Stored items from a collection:
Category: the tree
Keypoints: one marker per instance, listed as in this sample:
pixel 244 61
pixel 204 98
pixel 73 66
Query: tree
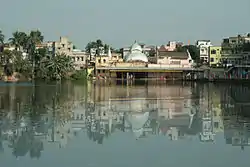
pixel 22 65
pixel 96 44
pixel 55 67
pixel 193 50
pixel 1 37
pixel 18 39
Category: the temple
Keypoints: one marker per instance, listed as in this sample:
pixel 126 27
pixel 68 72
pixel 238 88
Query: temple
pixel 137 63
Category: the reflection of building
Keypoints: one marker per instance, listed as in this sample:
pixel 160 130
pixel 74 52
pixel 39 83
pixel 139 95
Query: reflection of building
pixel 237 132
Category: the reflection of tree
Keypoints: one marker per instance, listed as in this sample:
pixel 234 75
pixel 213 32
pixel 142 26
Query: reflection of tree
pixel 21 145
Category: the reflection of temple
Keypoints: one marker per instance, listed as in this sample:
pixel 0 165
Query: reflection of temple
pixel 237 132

--

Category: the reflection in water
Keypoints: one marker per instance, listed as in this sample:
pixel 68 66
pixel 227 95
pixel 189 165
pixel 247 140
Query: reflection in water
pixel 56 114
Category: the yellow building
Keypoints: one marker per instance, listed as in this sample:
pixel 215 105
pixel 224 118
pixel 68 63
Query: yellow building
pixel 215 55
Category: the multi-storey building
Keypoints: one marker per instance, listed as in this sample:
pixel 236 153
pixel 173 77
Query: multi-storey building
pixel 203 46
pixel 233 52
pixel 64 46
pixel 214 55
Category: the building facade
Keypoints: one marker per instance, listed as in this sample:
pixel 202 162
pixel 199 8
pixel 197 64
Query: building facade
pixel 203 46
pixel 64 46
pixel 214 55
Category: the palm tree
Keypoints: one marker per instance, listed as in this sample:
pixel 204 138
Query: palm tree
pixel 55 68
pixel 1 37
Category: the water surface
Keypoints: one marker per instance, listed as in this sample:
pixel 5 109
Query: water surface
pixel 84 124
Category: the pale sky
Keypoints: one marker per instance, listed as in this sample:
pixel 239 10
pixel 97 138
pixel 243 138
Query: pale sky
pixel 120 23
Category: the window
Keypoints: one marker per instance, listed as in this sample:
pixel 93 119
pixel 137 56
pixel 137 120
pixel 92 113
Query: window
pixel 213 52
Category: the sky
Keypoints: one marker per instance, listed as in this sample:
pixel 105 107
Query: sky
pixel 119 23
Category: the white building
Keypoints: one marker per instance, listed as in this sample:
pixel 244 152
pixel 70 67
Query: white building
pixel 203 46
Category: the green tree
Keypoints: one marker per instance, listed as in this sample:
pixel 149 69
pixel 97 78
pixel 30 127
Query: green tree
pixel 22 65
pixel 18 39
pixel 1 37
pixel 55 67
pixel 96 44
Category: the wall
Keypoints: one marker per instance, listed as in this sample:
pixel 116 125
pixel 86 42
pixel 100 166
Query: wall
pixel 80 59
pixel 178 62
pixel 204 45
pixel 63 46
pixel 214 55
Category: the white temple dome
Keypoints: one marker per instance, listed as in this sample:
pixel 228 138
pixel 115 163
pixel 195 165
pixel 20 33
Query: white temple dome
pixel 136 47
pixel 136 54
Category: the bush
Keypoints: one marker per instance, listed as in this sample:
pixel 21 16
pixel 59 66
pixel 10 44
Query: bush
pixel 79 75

Aim of the exercise: Only the lines above from the one with "pixel 149 69" through the one with "pixel 100 166" should be duplicated, character for character.

Written response:
pixel 149 69
pixel 97 78
pixel 30 127
Query: green tree
pixel 22 65
pixel 18 39
pixel 1 37
pixel 55 67
pixel 96 44
Category: the wall
Keypoints: one marker per instance, listed as in this sample:
pixel 116 125
pixel 86 42
pixel 100 166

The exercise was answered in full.